» **Instruction A**: Copy out the part of the passage on Sir John Downie's return to Britain that opens with the words containing "The Caledonian Mercury of 28" and closes with "received in Spain.", replacing "Portsmouth" with "Plymouth".
» **Instruction B**: Translate this sentence from the passage on Sir John Downie's return to Britain into French: "He must have made a speedy recovery because on 14 December 1812 the Morning Chronicle listed General Downie amongst the participants at the Prince Regent's Levee in Carlton House, London."

Return to Britain in late 1812

Portrait of Sir John Downie for the Military Chronicle, 1813

Engraving of Sir John Downie for the Military Chronicle, 1813

The Caledonian Mercury of 28 November 1812 reported:

It will give the public pleasure to hear, that our countryman (Colonel) now Major-General Sir John Downie, of the Estremadura Legion, has arrived at Portsmouth, in the Spanish frigate Ephigenia, and it is hope that this gallant officer will soon recover in his native air the severe wound which he received in Spain.

He must have made a speedy recovery because on 14 December 1812 the Morning Chronicle listed General Downie amongst the participants at the Prince Regent's Levee in Carlton House, London.

The General clearly caught the imagination of the public and an engraving was produced for inclusion in the Military Chronicle from a miniature owned by the Earl of Fife. The portrait, which may have been a little idealised, clearly showed the wound on his cheek sustainted at Triana, but a later, more realistic portrait now in Madrid showed that the extent of his injury was considerably more visible. Under the portrait is a depiction of the action on the bridge at Triana.

The Caledonian Mercury of 13 March 1813 reported that the Prince Regent had granted John Downie permission to accept and wear the insignia of the Little Cross of the Royal Spanish Military Order of Merit of Charles the Third which had been conferred on him by the Council of Regency of Spain, but with the proviso that he was not permitted to claim "any style, appellation, rank, precedence or privilege appertaining to a Knight Bachelor of these realms". It was not to be long before he was awarded these privileges.

» **Data extract**:
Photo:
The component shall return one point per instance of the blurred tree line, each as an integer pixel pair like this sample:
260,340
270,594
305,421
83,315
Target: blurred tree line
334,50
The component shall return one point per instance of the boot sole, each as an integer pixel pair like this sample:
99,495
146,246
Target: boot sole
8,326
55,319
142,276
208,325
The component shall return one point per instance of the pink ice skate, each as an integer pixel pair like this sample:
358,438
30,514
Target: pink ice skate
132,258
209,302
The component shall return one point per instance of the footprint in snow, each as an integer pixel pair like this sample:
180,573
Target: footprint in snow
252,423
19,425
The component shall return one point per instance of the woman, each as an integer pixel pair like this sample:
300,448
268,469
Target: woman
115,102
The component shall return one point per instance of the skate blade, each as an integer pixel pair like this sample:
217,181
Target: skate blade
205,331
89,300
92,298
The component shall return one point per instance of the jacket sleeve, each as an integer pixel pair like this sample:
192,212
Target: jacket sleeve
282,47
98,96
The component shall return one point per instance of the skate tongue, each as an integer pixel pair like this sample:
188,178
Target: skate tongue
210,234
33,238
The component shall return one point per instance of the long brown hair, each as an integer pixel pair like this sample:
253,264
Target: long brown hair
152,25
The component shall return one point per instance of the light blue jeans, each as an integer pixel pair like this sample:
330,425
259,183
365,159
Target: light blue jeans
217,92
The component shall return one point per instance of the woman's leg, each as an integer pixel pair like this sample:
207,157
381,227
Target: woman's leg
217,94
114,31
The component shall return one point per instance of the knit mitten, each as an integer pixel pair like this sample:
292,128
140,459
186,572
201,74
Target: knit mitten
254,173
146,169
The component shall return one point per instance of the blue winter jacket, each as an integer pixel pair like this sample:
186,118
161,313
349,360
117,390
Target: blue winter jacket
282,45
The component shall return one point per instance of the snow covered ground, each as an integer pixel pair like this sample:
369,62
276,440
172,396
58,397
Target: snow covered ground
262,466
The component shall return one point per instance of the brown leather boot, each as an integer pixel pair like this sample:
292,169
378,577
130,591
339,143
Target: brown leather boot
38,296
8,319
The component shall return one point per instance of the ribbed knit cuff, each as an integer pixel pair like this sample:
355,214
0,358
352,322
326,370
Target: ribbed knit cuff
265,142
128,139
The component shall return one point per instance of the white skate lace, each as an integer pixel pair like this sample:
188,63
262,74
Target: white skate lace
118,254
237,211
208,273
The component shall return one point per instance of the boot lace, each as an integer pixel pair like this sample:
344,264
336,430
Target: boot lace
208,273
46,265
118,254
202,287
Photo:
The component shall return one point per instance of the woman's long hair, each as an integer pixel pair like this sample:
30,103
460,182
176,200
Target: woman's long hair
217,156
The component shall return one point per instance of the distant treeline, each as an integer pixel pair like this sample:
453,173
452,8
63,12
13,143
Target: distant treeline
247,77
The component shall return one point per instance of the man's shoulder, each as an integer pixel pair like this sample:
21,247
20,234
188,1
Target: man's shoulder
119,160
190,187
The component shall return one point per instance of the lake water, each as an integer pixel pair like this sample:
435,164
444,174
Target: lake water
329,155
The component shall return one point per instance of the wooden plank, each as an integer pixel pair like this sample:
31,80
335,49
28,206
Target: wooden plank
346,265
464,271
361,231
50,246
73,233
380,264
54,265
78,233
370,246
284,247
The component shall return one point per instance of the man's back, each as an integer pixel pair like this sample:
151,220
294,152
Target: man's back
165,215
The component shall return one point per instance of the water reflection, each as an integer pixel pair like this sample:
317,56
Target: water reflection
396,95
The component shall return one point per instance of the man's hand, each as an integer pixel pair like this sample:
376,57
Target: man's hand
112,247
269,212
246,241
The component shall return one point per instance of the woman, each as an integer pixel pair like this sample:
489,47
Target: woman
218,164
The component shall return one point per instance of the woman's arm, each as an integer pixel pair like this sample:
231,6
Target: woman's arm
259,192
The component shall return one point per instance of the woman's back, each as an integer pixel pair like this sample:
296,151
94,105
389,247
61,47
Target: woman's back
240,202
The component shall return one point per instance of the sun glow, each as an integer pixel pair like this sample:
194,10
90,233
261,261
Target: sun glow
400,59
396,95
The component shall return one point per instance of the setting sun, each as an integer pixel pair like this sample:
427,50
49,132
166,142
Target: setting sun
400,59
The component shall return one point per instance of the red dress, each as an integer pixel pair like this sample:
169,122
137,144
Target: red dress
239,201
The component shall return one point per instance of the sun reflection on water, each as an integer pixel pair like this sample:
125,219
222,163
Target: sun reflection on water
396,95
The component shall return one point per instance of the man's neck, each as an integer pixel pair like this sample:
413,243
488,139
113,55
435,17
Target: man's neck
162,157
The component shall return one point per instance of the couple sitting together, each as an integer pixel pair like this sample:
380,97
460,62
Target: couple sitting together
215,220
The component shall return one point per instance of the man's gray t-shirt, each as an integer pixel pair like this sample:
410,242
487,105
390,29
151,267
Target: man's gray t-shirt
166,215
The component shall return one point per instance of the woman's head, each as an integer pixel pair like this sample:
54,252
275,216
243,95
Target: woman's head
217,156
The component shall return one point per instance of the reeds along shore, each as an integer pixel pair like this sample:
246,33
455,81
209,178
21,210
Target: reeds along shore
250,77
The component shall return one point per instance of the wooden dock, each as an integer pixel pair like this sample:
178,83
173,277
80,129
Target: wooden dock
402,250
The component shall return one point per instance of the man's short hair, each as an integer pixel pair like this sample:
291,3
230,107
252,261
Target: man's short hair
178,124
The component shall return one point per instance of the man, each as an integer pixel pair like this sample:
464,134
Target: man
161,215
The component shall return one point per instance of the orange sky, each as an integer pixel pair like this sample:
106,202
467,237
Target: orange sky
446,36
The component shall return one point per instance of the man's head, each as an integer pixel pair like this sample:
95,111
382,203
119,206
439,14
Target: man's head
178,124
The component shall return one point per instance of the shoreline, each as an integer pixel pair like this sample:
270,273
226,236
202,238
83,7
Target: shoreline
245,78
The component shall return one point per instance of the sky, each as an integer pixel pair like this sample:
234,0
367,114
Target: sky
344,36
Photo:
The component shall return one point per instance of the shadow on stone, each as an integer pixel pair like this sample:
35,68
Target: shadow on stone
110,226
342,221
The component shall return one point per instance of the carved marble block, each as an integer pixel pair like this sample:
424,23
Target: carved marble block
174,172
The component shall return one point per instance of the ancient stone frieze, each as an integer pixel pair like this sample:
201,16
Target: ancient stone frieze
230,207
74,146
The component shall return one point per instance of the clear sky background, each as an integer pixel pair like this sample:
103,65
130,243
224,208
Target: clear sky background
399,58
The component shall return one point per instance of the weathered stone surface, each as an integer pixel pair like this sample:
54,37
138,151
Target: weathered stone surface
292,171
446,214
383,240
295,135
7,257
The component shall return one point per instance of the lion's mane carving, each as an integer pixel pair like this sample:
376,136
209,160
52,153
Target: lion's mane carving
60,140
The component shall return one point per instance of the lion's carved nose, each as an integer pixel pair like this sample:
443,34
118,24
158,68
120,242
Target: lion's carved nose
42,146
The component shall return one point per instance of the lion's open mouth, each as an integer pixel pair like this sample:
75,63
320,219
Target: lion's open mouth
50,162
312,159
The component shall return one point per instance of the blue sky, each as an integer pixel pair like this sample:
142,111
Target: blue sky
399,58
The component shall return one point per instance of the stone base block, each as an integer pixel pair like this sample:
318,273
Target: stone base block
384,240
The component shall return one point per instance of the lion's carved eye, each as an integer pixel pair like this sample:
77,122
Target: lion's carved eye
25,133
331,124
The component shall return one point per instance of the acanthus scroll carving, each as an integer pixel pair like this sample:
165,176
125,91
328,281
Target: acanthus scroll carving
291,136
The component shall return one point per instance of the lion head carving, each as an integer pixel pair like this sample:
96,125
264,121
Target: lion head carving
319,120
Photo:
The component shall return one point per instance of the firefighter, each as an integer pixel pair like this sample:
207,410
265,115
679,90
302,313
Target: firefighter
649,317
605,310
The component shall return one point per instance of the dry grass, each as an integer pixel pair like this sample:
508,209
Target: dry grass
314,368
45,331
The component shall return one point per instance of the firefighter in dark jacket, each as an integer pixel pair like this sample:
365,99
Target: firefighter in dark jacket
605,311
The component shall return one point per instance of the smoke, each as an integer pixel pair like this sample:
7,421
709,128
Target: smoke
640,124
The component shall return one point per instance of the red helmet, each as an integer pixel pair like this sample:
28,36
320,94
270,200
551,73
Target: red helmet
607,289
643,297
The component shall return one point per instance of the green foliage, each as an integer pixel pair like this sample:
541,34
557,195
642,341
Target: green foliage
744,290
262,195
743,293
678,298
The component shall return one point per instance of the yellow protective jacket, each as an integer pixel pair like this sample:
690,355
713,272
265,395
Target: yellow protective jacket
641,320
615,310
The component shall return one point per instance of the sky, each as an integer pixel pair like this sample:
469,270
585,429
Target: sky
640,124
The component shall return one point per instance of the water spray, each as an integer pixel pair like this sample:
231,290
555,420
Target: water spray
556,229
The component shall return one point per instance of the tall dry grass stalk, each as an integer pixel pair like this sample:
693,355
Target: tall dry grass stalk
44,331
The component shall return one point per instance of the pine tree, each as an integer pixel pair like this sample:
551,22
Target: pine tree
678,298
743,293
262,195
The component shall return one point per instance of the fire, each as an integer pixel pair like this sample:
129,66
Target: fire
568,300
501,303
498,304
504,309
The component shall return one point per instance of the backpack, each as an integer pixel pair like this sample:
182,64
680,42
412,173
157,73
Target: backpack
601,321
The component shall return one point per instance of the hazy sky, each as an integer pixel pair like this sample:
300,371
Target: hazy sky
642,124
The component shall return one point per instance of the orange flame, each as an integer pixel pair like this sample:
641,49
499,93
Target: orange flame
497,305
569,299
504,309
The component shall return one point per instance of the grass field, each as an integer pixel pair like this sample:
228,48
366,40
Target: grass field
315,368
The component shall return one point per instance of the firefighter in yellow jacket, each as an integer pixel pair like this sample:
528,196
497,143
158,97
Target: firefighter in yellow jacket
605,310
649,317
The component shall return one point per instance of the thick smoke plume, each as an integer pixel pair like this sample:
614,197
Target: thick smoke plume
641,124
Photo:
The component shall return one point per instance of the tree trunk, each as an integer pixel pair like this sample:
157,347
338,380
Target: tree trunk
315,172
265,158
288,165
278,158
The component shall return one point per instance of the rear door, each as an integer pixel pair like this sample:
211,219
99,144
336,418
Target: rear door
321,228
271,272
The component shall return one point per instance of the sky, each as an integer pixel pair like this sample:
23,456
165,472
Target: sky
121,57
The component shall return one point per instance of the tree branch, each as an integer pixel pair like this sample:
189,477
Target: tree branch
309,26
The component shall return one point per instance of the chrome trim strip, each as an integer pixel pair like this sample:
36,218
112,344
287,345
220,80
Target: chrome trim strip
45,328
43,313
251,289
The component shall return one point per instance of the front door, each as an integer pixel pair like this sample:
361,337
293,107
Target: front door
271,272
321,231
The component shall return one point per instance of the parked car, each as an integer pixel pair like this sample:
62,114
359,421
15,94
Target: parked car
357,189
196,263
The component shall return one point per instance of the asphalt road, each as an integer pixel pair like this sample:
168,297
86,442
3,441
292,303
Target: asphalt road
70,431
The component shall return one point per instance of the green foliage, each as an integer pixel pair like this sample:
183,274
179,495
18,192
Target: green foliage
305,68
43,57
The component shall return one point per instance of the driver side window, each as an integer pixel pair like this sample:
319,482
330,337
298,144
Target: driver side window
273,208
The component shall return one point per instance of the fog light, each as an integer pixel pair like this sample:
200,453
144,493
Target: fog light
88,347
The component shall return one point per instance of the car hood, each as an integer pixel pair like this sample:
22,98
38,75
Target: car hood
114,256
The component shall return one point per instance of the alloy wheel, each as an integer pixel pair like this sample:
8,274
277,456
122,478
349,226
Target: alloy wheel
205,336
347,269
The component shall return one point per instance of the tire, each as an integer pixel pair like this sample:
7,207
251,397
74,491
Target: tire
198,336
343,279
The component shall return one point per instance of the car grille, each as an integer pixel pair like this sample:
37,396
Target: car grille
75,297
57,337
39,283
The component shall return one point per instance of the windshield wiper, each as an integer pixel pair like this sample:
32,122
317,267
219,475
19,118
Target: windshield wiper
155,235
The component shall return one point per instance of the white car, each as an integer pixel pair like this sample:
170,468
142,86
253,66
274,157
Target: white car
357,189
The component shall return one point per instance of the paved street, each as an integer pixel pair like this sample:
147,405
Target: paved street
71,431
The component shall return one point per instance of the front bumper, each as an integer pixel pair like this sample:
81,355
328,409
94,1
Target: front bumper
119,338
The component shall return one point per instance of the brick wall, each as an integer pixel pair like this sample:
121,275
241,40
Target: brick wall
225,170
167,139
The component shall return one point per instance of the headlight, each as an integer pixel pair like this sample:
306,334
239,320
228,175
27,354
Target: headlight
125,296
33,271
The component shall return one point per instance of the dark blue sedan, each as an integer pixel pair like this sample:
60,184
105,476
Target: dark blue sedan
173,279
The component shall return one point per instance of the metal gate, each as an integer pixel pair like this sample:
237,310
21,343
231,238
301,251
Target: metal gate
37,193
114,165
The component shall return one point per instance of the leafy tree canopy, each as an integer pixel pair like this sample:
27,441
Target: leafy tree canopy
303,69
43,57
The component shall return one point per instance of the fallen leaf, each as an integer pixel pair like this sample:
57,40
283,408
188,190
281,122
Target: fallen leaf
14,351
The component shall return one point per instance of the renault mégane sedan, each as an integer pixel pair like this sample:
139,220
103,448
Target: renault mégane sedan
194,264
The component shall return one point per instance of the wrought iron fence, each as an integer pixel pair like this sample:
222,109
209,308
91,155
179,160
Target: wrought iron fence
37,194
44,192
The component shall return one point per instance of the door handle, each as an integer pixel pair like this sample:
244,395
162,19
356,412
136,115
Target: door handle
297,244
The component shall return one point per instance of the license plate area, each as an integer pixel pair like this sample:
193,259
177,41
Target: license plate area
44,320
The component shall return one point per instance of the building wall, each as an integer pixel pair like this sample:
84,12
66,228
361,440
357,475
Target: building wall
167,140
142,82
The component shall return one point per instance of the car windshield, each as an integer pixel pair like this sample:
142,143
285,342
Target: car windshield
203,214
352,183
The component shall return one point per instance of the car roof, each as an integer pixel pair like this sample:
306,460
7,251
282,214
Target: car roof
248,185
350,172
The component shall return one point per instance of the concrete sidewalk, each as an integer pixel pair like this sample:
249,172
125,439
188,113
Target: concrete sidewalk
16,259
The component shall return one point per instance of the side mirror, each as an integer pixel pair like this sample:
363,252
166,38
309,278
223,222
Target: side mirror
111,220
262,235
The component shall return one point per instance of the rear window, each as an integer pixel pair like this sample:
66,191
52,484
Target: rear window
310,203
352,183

» **Complete answer A**:
The Caledonian Mercury of 28 November 1812 reported:

It will give the public pleasure to hear, that our countryman (Colonel) now Major-General Sir John Downie, of the Estremadura Legion, has arrived at Plymouth, in the Spanish frigate Ephigenia, and it is hope that this gallant officer will soon recover in his native air the severe wound which he received in Spain.

» **Complete answer B**: Il a dû se rétablir rapidement, car le 14 décembre 1812, le Morning Chronicle citait le général Downie parmi les participants au lever du prince régent à Carlton House, à Londres.